### EXTRAIT À LIRE:
-=-=-=-=-

Jusqu’au 31 mai, le Théâtre de Belleville joue la reprise de Coupures, une pièce de la compagnie La Poursuite du Bleu écrite par Paul-Éloi Forget et Samuel Valensi (également membre du Shift Project). Ou comment bouleverser – et souvent rire – avec ce combat d’un maire contre l’installation d’antennes 5G dans sa commune rurale, qui questionne subtilement notre relation à la démocratie. Brillant, vif et haletant.
Edit du 24/11/22 : Coupures revient au Théâtre de l’œuvre du 8 janvier au 30 avril 2023. Informations et réservations ici. En partenariat avec Pioche!.

-=-=-=-=-

### LIGNES FOURNIES:

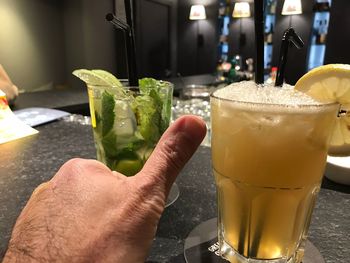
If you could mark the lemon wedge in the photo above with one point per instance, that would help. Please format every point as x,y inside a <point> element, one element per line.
<point>327,84</point>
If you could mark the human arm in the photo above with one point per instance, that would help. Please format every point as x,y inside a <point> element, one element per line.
<point>88,213</point>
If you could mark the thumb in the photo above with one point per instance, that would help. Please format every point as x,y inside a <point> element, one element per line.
<point>173,151</point>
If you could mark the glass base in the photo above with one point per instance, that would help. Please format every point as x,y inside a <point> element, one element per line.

-=-=-=-=-

### LES CONSIGNES:
a) Réécrivez l'extrait sur la pièce de « Jusqu’au 31 mai, le » à « partenariat avec Pioche!. », en remplaçant « Coupures » par « Ruptures ».
b) Prolongez, s'il vous plaît, l'extrait sur la pièce après sa dernière phrase.

### RÉSULTATS:
a)
Jusqu’au 31 mai, le Théâtre de Belleville joue la reprise de Ruptures, une pièce de la compagnie La Poursuite du Bleu écrite par Paul-Éloi Forget et Samuel Valensi (également membre du Shift Project). Ou comment bouleverser – et souvent rire – avec ce combat d’un maire contre l’installation d’antennes 5G dans sa commune rurale, qui questionne subtilement notre relation à la démocratie. Brillant, vif et haletant.
Edit du 24/11/22 : Ruptures revient au Théâtre de l’œuvre du 8 janvier au 30 avril 2023. Informations et réservations ici. En partenariat avec Pioche!.

b)
Dès les premières secondes, le quatrième mur tombe. Le spectateur sera tout du long l’un des citoyens de cette commune rurale devant lesquels le maire est sommé de s’expliquer. Pourquoi, lui, maire écologiste, agriculteur, a-t-il autorisé l’implantation d’antennes 5G dans la commune, alors qu’il s’y était toujours opposé ? Mais rien n’est simple quand l’élu est aussi un voisin, un ami, un parent. Lorsque l’on connaît les difficultés financières des uns, la situation familiale des autres.
Chancelant, le public se laisse porter, au gré d’une écriture subtile et d’une mise en scène minimale mais diablement efficace. Plus l’intrigue se déplie et plus les interrogations pèsent. Et plus l’opinion, dans la salle, titube. Chacun est de bonne foi, se débat dans un faisceau d’intérêts personnels, familiaux, politiques. Mais que faire alors de la volonté de ses administrés ? Et d’ailleurs quelle est-elle, au juste ?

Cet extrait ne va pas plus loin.